## Goal
Copy out the entries word for word, starting at the line containing "[outline] **green grass**" and continuing through the end of the entries, both ends included.

## Given records
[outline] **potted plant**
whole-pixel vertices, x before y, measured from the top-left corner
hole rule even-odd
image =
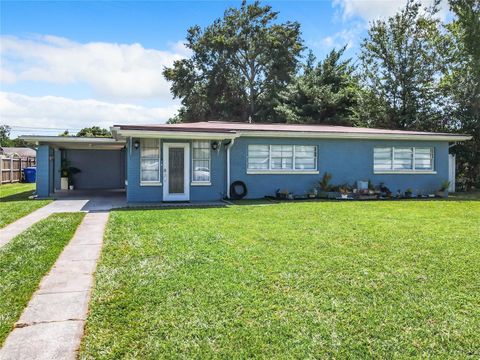
[[[324,172],[322,176],[322,180],[319,181],[318,185],[320,188],[320,192],[318,193],[318,197],[321,198],[328,198],[329,192],[332,191],[332,185],[330,185],[330,180],[332,180],[332,174],[328,172]]]
[[[440,197],[448,197],[448,188],[450,187],[450,181],[444,180],[438,189],[437,195]]]
[[[413,189],[412,188],[407,188],[407,190],[405,190],[405,197],[406,198],[411,198],[413,195]]]

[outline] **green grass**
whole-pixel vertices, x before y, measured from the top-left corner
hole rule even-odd
[[[50,215],[0,248],[0,345],[83,216]]]
[[[0,185],[0,228],[51,202],[28,199],[34,191],[35,184]]]
[[[480,202],[113,211],[80,358],[478,358]]]

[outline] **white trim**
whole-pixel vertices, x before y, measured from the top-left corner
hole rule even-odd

## Solution for this exercise
[outline] **green grass**
whole-pixel vertices, x before y, measured from the top-left corner
hole rule even-odd
[[[50,215],[0,248],[0,345],[83,216]]]
[[[0,185],[0,228],[51,202],[28,199],[34,191],[35,184]]]
[[[480,202],[113,211],[80,358],[478,358]]]

[outline] **white trim**
whole-pixel vertices, x before y, measured from the top-left corner
hole rule even-odd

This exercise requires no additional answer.